Work to be completed ▸ Rewrite the data from the line with "Double-check for me: the wooden crate shelf" up to and including the line with "[47,112,86,126]", keeping the requests. Scale every bounding-box coordinate by 1.85 and round to whole numbers, with halves rounded up.
________________
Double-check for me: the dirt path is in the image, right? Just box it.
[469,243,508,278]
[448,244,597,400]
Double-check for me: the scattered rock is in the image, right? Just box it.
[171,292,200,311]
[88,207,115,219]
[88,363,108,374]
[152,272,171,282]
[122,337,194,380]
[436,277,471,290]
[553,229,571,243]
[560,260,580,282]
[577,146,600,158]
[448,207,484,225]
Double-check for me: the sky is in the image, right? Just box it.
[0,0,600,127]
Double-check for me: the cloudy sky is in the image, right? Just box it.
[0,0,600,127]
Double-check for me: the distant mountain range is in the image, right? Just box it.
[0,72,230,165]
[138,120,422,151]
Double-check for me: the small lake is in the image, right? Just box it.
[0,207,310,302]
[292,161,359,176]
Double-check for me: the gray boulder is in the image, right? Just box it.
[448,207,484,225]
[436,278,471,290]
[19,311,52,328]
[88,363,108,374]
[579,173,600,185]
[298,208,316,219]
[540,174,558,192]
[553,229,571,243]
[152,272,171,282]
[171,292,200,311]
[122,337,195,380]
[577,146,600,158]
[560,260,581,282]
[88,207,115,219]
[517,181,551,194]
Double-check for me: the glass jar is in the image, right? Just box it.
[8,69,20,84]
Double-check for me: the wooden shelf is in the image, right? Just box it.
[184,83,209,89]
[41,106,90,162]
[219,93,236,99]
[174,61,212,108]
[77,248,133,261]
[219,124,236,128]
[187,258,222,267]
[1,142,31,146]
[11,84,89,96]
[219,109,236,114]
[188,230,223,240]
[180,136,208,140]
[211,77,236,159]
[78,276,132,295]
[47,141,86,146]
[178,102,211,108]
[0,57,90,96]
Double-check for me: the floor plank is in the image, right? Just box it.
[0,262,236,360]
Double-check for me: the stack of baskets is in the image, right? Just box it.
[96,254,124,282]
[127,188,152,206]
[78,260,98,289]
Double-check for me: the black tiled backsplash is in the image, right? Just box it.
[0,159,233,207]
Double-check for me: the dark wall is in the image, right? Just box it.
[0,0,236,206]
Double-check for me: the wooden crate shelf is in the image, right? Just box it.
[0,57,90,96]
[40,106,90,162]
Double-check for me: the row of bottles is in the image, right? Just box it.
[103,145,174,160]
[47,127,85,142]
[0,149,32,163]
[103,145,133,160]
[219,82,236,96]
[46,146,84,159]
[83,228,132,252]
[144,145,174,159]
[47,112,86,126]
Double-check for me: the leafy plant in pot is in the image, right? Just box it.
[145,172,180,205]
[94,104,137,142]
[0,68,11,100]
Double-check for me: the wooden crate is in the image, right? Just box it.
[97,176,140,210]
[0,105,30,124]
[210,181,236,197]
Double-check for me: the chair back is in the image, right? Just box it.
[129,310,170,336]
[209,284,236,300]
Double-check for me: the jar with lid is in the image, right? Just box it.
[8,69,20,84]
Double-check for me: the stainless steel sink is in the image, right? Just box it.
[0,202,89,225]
________________
The reply ▸
Double-check for me: the wooden crate shelf is in the image, right? Just box it.
[0,105,167,178]
[74,196,167,300]
Double-check for me: the row of bottles is in the image, right? Just box it.
[191,268,322,296]
[87,235,157,263]
[0,276,59,302]
[191,268,246,296]
[405,152,437,178]
[85,270,155,294]
[154,422,244,466]
[266,268,322,294]
[87,207,159,233]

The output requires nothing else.